The Footprint of Continental-Scale Ocean Currents on the Biogeography of Seaweeds

Thomas Wernberg,Mads S Thomsen,Bayden D Russell,Carlos F D Gurgel,Craig Sanderson,Gerald T Kraft,Jonathan M Waters,Sean D Connell,Giuseppe C Zuccarello,John A West

doi:10.1371/journal.pone.0080168

Abstract

Explaining spatial patterns of biological organisation remains a central challenge for biogeographic studies. In marine systems, large-scale ocean currents can modify broad-scale biological patterns by simultaneously connecting environmental (e.g. temperature, salinity and nutrients) and biological (e.g. amounts and types of dispersed propagules) properties of adjacent and distant regions. For example, steep environmental gradients and highly variable, disrupted flow should lead to heterogeneity in regional communities and high species turnover. In this study, we investigated the possible imprint of the Leeuwin (LC) and East Australia (EAC) Currents on seaweed communities across ~7,000 km of coastline in temperate Australia. These currents flow poleward along the west and east coasts of Australia, respectively, but have markedly different characteristics. We tested the hypothesis that, regional seaweed communities show serial change in the direction of current flow and that, because the LC is characterised by a weaker temperature gradient and more un-interrupted along-shore flow compared to the EAC, then coasts influenced by the LC have less variable seaweed communities and lower species turnover across regions than the EAC. This hypothesis was supported. We suggest that this pattern is likely caused by a combination of seaweed temperature tolerances and current-driven dispersal. In conclusion, our findings support the idea that the characteristics of continental-scale currents can influence regional community organisation, and that the coupling of ocean currents and marine biological structure is a general feature that transcends taxa and spatial scales.

> **Task requirements**
• a. The seaweed biogeography abstract gives examples of environmental properties that ocean currents connect between regions. List them.
• b. According to the seaweed biogeography abstract, about how much coastline did the study cover?
• c. Summarize the seaweed biogeography abstract in two sentences.

> **Records provided**
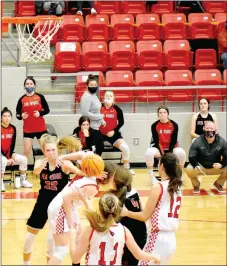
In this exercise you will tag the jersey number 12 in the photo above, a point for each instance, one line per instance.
(174, 207)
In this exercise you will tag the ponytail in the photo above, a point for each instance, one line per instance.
(173, 170)
(110, 211)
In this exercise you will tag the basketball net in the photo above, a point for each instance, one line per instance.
(35, 44)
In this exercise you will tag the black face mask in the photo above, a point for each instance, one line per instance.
(92, 90)
(209, 134)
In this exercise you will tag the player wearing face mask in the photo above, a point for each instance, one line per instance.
(208, 156)
(31, 108)
(114, 118)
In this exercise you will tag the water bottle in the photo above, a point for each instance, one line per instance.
(17, 181)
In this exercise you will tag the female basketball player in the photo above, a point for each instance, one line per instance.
(8, 155)
(52, 180)
(90, 106)
(85, 133)
(103, 241)
(162, 208)
(164, 134)
(63, 210)
(199, 119)
(114, 119)
(31, 107)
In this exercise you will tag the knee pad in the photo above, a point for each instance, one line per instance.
(125, 151)
(22, 161)
(50, 245)
(4, 164)
(61, 252)
(29, 242)
(149, 156)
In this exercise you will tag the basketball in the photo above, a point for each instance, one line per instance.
(92, 165)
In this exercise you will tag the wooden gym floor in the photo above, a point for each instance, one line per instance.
(201, 237)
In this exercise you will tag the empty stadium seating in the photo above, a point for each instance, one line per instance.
(149, 54)
(148, 27)
(177, 54)
(72, 29)
(145, 78)
(205, 58)
(174, 26)
(201, 26)
(122, 55)
(97, 28)
(67, 57)
(121, 79)
(123, 26)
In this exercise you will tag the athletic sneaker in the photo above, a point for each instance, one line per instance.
(93, 11)
(219, 187)
(25, 183)
(3, 187)
(80, 13)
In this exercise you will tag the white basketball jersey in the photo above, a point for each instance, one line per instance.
(106, 248)
(165, 214)
(77, 182)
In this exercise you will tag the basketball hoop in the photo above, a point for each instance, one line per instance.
(35, 43)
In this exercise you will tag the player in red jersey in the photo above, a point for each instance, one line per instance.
(31, 107)
(104, 240)
(114, 118)
(164, 139)
(8, 155)
(85, 133)
(162, 209)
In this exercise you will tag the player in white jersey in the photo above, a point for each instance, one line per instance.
(162, 208)
(63, 212)
(104, 240)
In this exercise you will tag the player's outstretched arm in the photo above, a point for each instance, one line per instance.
(150, 205)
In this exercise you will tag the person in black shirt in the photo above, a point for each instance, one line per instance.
(85, 133)
(208, 155)
(53, 179)
(199, 119)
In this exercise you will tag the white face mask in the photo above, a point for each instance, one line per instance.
(108, 101)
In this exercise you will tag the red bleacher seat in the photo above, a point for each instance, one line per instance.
(162, 7)
(225, 76)
(214, 6)
(209, 77)
(81, 85)
(205, 58)
(44, 27)
(95, 56)
(121, 79)
(133, 7)
(67, 57)
(221, 19)
(107, 7)
(145, 78)
(149, 54)
(97, 27)
(201, 26)
(123, 26)
(24, 8)
(177, 54)
(179, 78)
(72, 29)
(122, 55)
(174, 26)
(147, 27)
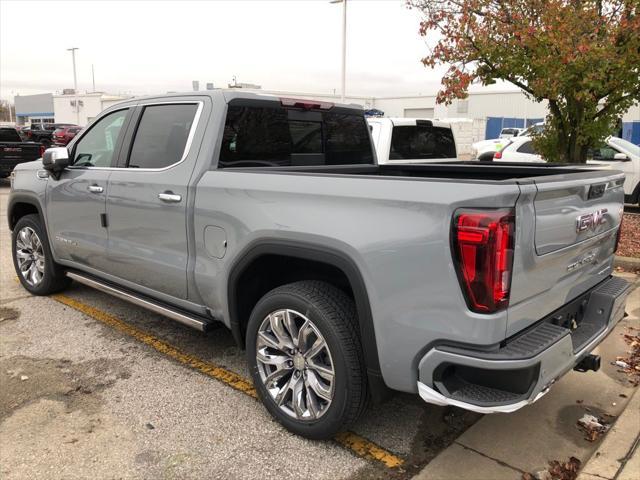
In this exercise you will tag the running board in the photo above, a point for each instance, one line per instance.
(179, 316)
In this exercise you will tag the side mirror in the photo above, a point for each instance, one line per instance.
(55, 160)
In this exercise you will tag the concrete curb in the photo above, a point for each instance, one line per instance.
(627, 263)
(619, 454)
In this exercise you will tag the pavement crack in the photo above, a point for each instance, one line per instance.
(13, 299)
(623, 461)
(499, 462)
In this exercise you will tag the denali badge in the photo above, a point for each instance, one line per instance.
(590, 221)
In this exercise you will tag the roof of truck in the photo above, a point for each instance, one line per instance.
(228, 95)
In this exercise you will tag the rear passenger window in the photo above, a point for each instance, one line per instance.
(527, 147)
(161, 136)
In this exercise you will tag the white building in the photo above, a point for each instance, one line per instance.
(91, 104)
(482, 115)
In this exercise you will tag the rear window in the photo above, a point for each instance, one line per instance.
(268, 136)
(421, 142)
(9, 135)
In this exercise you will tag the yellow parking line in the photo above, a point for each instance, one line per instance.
(357, 444)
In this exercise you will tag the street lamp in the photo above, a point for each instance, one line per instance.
(75, 82)
(344, 45)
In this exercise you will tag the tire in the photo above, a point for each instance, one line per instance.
(331, 319)
(43, 276)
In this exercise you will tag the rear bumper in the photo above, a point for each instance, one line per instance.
(522, 370)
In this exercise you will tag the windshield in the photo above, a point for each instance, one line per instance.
(421, 142)
(9, 135)
(625, 145)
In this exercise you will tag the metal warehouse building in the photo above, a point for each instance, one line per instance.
(487, 111)
(34, 108)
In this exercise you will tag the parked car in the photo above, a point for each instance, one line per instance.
(63, 135)
(43, 132)
(484, 149)
(410, 140)
(476, 286)
(14, 151)
(23, 131)
(615, 153)
(510, 132)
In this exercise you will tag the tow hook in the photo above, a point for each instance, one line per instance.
(590, 362)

> **Solutions to each task**
• a. Temperature, salinity, nutrients

• b. About 7,000 km of coastline in temperate Australia.

• c. The study examined how the Leeuwin and East Australia Currents, which both flow poleward along Australia's west and east coasts, might shape seaweed communities across about 7,000 km of temperate coastline. It supported the hypothesis that communities change serially in the direction of flow, with less variation and lower species turnover along the Leeuwin Current because it has a weaker temperature gradient and less interrupted flow than the East Australia Current.